### SET TASK
Reproduce verbatim the portion of the records that begins with the line containing "Segment the distant" and ends with the line containing "[[[760,247],[872,246],[872,183],[788,181],[727,200],[730,244]]]", including both of those lines.

Contour annotation records:
────────
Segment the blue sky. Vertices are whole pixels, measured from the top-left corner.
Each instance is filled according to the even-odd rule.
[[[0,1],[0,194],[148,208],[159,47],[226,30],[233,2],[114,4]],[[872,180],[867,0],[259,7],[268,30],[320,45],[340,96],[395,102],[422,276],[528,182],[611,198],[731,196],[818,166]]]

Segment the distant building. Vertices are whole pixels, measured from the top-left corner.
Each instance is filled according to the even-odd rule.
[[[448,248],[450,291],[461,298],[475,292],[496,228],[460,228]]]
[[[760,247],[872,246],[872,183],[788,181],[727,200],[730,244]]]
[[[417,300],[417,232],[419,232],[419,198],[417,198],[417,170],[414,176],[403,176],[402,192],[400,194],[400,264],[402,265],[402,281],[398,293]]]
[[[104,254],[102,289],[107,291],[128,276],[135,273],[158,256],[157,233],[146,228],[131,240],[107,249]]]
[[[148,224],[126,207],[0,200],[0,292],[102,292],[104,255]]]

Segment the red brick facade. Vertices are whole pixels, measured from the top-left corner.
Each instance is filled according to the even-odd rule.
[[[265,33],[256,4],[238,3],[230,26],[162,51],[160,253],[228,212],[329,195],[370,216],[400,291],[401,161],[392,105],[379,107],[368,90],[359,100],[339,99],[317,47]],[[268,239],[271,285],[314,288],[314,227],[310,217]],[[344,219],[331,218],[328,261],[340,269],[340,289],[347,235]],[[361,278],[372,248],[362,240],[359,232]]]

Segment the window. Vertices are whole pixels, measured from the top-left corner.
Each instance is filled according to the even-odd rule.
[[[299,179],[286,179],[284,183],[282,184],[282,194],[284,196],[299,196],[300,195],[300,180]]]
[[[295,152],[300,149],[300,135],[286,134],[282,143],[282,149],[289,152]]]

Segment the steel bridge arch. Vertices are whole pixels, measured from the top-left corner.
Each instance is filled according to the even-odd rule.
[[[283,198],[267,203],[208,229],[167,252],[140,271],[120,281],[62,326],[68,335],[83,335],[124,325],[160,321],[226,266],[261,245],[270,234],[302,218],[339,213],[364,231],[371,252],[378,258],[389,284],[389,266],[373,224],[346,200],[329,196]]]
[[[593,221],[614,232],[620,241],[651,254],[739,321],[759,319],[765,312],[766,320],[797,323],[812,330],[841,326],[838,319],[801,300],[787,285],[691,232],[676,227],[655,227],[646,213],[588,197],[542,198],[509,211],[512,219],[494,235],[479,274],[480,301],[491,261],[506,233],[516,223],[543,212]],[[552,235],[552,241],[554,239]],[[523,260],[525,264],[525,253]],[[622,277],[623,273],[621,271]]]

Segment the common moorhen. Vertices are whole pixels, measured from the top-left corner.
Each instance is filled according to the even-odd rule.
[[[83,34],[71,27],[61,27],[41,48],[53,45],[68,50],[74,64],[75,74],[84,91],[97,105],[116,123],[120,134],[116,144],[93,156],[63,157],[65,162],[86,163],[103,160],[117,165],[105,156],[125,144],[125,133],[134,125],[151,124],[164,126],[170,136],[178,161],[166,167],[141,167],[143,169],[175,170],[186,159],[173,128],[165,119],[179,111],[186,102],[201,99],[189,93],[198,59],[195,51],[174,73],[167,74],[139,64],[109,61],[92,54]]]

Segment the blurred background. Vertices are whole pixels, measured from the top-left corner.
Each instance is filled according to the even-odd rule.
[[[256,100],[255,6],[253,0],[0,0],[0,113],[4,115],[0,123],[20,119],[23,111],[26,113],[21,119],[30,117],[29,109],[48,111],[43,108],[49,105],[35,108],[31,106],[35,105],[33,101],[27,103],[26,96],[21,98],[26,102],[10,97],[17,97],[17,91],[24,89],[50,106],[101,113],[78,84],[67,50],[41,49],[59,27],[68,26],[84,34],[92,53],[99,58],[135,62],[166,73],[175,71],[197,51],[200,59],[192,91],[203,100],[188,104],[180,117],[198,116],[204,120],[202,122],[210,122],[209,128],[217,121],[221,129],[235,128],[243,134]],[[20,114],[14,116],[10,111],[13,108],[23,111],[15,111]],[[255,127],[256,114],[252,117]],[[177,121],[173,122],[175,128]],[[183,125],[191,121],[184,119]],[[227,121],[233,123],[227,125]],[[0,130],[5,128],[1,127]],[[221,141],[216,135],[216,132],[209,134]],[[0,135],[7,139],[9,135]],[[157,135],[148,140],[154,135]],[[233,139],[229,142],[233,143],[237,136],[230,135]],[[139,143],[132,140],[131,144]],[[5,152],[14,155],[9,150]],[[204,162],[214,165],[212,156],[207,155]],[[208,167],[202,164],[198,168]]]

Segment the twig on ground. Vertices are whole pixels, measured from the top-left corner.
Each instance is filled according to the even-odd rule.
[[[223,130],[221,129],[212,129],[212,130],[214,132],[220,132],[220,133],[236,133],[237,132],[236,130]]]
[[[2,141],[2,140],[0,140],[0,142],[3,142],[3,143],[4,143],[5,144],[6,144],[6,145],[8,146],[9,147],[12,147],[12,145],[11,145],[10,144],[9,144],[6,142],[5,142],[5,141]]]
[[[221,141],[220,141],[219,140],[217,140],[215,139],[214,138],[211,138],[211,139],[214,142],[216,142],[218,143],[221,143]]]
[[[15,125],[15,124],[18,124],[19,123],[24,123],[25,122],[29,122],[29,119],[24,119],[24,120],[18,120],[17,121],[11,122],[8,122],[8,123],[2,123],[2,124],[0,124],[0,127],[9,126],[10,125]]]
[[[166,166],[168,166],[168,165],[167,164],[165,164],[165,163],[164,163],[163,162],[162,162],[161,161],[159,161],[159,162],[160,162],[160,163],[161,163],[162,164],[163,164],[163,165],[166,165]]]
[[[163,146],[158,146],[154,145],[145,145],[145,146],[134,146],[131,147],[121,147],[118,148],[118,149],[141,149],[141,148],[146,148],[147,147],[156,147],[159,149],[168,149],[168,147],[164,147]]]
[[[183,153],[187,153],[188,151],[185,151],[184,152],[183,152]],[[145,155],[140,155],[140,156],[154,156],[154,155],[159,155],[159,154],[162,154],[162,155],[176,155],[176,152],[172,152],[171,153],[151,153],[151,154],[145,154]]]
────────
### OUTPUT FOR THIS TASK
Segment the distant building. Vertices are whole pixels, measured from the top-left corner.
Each instance is filled according to the even-odd rule.
[[[448,248],[450,291],[461,298],[475,292],[496,228],[460,228]]]
[[[760,247],[872,246],[872,183],[788,181],[727,200],[730,244]]]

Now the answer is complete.